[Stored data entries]
--

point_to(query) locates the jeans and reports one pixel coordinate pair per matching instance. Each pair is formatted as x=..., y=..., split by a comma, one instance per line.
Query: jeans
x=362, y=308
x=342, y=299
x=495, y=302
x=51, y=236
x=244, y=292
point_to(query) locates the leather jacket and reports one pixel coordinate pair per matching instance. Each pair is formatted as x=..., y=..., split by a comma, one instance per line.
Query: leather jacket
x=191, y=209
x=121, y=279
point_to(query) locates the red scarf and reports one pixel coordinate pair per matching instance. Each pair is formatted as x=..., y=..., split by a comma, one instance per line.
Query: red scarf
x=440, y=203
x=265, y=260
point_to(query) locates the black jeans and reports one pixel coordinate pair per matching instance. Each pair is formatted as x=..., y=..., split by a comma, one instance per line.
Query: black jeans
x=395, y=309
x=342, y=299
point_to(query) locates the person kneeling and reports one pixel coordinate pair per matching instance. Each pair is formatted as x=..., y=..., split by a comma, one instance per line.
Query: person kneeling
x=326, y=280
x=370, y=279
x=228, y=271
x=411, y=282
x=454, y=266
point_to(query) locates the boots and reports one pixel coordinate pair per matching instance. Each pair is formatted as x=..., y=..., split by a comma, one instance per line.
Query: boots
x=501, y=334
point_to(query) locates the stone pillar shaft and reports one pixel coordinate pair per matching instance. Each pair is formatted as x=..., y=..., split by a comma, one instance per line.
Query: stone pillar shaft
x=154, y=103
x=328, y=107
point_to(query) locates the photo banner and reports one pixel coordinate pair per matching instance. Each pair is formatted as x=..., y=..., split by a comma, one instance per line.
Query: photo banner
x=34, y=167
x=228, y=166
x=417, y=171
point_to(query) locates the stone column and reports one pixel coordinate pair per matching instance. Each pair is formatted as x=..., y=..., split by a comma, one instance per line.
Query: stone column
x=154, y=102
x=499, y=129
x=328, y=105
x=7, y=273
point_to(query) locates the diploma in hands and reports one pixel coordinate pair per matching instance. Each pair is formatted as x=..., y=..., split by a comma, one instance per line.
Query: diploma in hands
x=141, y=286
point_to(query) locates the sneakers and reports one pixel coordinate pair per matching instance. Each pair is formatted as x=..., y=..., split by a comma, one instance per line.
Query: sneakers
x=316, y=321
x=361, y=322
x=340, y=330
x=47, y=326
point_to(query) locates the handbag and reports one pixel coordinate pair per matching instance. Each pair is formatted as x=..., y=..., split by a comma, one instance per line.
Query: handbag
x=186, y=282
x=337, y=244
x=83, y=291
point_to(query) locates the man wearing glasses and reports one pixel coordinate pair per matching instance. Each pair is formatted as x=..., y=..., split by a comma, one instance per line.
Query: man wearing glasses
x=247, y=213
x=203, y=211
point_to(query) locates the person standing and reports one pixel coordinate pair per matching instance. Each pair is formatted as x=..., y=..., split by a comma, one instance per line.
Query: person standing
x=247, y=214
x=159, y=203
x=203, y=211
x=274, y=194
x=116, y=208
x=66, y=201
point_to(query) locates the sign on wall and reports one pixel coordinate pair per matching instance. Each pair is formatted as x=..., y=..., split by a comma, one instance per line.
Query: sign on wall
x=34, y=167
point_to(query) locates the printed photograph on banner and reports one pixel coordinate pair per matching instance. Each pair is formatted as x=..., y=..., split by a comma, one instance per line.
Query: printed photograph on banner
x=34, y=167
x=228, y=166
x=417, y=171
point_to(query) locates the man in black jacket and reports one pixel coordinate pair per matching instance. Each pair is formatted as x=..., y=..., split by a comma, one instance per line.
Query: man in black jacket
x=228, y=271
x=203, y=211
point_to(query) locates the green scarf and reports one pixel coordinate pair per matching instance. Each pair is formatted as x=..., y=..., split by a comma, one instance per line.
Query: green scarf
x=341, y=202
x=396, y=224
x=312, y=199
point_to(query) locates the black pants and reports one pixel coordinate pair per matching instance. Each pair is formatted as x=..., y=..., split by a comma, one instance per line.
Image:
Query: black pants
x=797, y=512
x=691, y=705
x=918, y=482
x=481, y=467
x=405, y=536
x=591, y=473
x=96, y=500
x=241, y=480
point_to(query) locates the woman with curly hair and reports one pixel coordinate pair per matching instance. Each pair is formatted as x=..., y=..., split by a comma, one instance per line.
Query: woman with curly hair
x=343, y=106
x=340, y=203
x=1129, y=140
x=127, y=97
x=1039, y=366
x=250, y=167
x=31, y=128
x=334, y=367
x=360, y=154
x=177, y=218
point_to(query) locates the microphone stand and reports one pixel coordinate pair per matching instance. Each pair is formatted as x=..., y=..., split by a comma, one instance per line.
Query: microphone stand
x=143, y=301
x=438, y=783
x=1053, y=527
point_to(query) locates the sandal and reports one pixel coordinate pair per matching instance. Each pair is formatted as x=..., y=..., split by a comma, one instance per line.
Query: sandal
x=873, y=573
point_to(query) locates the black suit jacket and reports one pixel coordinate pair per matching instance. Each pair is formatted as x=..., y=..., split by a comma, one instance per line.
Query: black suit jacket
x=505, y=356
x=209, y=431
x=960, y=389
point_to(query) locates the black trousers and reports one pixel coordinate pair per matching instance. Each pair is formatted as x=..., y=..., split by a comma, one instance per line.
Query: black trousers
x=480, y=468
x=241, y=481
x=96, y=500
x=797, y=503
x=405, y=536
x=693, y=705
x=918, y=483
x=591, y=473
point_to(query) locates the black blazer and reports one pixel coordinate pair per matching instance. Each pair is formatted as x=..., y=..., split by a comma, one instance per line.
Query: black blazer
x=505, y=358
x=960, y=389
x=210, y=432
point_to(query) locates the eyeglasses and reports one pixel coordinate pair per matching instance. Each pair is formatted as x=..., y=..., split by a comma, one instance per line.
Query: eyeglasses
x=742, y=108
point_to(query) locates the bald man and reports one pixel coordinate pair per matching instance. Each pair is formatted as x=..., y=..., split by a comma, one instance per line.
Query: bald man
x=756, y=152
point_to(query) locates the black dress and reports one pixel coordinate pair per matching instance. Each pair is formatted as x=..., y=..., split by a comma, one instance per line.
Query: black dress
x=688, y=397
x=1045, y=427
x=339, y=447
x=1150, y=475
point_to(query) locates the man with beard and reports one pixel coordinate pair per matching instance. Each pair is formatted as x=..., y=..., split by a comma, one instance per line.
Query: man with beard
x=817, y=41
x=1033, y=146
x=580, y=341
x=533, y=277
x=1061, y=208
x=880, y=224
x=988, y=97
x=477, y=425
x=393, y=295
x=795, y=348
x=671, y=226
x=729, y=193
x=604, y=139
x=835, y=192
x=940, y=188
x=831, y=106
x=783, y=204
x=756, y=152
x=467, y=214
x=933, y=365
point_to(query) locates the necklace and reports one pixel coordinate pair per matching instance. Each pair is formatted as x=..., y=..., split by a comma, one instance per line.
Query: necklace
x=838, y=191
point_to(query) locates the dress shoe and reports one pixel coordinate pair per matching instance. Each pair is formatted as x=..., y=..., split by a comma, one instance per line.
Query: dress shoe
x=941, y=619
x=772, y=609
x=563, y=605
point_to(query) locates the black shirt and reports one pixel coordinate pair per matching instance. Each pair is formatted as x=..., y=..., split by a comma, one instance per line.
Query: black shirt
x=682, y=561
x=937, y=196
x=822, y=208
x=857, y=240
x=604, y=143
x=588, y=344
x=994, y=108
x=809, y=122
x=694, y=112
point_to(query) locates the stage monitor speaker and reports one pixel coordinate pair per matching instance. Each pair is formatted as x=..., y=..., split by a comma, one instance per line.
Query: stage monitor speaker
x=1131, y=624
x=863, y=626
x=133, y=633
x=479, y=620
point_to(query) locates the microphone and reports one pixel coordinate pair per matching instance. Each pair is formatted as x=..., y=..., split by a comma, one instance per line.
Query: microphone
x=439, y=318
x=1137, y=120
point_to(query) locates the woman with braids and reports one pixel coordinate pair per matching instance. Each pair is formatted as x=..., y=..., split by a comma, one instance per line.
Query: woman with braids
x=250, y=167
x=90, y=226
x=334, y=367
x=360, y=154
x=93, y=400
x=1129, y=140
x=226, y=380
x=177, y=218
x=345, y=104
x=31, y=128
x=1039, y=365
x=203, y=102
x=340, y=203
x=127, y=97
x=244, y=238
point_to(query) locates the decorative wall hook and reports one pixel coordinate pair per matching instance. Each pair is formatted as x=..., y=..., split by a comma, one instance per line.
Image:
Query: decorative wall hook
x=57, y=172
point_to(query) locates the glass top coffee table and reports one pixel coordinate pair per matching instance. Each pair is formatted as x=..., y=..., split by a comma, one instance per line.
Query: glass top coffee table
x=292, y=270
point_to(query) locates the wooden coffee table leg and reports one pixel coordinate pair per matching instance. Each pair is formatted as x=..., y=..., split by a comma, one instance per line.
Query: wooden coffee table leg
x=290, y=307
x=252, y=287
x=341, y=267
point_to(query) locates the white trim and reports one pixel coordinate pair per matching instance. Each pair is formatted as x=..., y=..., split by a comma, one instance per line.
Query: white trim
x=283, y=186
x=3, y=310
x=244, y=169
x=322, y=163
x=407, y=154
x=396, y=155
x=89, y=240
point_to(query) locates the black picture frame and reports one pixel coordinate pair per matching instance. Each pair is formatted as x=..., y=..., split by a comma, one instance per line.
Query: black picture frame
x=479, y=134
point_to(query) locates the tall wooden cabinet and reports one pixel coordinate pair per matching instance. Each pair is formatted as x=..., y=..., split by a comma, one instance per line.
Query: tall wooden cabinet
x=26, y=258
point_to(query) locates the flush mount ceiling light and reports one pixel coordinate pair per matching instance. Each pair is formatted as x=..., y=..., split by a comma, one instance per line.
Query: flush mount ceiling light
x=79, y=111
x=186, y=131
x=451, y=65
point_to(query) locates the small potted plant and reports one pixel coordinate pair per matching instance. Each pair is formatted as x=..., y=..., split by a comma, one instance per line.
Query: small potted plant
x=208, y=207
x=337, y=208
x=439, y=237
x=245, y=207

--

• [Requirement] Lay out, as a numbered list without blank lines, the part of the material above that opens with the line containing "point_to(query) locates the boots" and closes with the line containing "x=66, y=201", both included.

• [Answer for the task]
1. point_to(query) locates the boots and reports one pixel coordinate pair per matching instance. Each pair is formatted as x=..., y=..., split by a comma, one instance per line.
2. Query: boots
3. x=501, y=334
4. point_to(query) locates the stone pillar shaft and reports one pixel coordinate pair per matching instance. Each pair is formatted as x=..., y=..., split by a comma, one instance per line.
5. Query: stone pillar shaft
6. x=154, y=103
7. x=328, y=107
8. point_to(query) locates the photo banner and reports one pixel coordinate pair per matching instance. Each pair is formatted as x=..., y=..., split by a comma, one instance per line.
9. Query: photo banner
10. x=34, y=167
11. x=228, y=166
12. x=417, y=171
13. point_to(query) locates the stone column and reports one pixel coordinate pair per matching instance. Each pair is formatted as x=..., y=..., split by a comma, one instance per line.
14. Query: stone column
15. x=154, y=102
16. x=499, y=129
17. x=328, y=105
18. x=7, y=273
19. point_to(query) locates the diploma in hands and reports one pixel coordinate pair per matching instance. Each pair is formatted as x=..., y=..., split by a comma, one instance per line.
20. Query: diploma in hands
21. x=141, y=286
22. point_to(query) locates the sneakers and reports one pixel coordinate pair per matching instance. Each pair is formatted as x=..., y=..., split by a comma, one instance per line.
23. Query: sneakers
24. x=316, y=321
25. x=361, y=322
26. x=340, y=330
27. x=47, y=326
28. point_to(query) locates the handbag and reports one pixel coordinate pair per matching instance. Each pair is formatted as x=..., y=..., split by a comma, one instance per line.
29. Query: handbag
30. x=186, y=282
31. x=337, y=244
32. x=83, y=291
33. point_to(query) locates the man wearing glasses and reports one pixel coordinate pair per matching instance. Each pair is formatted as x=..., y=..., split by a comma, one instance per line.
34. Query: man wearing glasses
35. x=247, y=213
36. x=203, y=211
37. point_to(query) locates the person standing and reports one pixel coordinate pair per matching instance. Each pair is formatted as x=..., y=..., split by a comma, one instance per line.
38. Query: person standing
39. x=247, y=214
40. x=159, y=203
41. x=203, y=211
42. x=274, y=194
43. x=116, y=208
44. x=66, y=201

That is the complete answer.